What you will do: Shift every answer coordinate up by 61 in the lines running from the one containing "Q: In the image above, where is the ceramic" down to the one containing "[92, 65, 670, 638]", and write out only those lines, requests included.

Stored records

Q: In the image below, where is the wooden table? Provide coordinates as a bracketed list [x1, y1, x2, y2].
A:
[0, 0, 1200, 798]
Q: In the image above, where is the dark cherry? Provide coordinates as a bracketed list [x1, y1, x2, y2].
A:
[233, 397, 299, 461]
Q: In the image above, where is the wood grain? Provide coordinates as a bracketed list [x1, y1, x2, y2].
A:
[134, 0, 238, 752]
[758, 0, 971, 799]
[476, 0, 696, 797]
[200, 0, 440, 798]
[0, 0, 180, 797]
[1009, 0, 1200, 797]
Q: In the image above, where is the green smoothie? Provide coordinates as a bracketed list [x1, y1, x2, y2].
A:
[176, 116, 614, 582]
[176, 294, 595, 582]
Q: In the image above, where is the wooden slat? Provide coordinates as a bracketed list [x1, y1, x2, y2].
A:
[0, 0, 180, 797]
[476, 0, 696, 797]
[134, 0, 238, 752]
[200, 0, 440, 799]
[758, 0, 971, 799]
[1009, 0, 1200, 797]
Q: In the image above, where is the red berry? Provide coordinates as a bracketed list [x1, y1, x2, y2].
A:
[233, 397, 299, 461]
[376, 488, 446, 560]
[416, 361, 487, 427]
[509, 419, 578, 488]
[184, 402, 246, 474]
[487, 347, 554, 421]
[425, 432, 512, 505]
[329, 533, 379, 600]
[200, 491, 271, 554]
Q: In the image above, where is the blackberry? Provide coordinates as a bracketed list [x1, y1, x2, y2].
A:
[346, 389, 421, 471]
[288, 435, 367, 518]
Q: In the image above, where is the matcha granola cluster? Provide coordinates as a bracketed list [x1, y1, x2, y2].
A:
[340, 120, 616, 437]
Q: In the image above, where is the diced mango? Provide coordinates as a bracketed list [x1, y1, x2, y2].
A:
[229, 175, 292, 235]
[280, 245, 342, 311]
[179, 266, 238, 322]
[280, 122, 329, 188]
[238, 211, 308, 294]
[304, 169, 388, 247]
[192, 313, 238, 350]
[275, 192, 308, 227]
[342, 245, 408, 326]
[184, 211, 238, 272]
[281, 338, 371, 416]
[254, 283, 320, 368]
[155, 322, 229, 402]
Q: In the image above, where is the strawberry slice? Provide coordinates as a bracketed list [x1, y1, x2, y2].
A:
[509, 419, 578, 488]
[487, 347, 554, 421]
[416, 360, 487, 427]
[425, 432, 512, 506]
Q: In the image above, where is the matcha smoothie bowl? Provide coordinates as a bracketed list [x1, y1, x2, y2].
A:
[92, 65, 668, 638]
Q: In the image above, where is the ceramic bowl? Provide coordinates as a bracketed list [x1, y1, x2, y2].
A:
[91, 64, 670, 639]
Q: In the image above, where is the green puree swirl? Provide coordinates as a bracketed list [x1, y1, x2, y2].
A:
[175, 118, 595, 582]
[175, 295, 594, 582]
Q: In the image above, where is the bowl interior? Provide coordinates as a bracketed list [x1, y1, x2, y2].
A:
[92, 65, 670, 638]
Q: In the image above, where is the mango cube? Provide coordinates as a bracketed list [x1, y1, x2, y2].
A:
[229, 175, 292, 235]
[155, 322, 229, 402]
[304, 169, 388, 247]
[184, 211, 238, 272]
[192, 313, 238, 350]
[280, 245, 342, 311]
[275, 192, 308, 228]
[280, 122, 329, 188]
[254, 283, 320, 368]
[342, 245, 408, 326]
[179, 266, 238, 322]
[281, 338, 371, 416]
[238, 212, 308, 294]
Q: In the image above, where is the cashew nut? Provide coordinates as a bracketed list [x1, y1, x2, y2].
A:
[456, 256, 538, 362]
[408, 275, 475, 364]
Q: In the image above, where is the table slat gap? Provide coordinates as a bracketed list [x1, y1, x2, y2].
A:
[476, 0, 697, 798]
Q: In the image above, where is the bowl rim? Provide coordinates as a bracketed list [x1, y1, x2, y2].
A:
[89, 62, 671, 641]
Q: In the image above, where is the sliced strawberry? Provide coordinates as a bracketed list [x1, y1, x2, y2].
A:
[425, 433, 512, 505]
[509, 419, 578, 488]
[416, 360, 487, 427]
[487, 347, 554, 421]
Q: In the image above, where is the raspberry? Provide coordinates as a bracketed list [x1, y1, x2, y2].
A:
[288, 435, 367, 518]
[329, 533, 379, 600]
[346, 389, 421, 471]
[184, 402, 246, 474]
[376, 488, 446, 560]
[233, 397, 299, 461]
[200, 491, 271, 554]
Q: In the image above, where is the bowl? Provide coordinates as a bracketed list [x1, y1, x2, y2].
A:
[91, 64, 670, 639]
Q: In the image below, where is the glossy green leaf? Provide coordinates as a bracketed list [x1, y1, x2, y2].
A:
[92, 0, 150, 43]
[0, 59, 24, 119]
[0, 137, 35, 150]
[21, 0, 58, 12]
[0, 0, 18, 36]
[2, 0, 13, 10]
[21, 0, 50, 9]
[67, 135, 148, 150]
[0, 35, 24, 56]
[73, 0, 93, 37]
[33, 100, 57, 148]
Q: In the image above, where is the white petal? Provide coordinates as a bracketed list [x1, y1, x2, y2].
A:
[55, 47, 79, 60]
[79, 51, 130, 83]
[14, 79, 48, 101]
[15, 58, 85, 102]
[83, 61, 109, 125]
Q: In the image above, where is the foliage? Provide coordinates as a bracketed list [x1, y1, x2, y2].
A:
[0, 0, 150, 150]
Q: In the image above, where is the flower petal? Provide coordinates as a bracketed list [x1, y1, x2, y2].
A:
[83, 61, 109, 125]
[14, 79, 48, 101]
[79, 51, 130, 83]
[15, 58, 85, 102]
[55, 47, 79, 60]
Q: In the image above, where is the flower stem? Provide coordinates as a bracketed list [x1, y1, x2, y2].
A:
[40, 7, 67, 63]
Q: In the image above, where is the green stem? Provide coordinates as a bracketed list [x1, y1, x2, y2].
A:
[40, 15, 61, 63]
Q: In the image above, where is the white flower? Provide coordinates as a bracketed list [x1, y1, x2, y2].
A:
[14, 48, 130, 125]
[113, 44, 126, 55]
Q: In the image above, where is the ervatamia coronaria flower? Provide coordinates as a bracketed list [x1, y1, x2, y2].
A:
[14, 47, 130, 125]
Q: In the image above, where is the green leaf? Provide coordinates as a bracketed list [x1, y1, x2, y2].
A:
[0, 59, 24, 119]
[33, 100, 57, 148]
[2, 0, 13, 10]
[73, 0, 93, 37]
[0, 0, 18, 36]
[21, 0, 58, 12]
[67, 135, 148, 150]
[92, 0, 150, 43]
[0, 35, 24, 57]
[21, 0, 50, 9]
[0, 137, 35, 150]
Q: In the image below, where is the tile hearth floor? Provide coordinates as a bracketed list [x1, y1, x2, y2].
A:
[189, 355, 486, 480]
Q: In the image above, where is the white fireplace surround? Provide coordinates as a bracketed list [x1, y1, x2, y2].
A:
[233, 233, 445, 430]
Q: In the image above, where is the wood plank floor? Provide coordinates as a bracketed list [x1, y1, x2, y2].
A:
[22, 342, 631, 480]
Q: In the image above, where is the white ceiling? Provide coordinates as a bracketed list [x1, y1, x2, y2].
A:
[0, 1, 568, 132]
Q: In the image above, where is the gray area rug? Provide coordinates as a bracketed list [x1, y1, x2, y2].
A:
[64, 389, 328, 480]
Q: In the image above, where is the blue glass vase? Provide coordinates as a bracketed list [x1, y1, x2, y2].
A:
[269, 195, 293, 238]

Task response:
Q: In the image above, where is the ceramic bowl? Provide coordinates as a bracketed list [x1, y1, x2, y2].
A:
[152, 125, 731, 700]
Q: In the image above, where is the green puree swirl? Provide coordinates as a bracketed list [x1, y1, x2, y2].
A:
[236, 179, 656, 643]
[236, 356, 655, 643]
Q: In the image above, where is the bowl interior? Provide coordinates as a bracketed list [x1, y1, x2, y2].
A:
[153, 126, 731, 699]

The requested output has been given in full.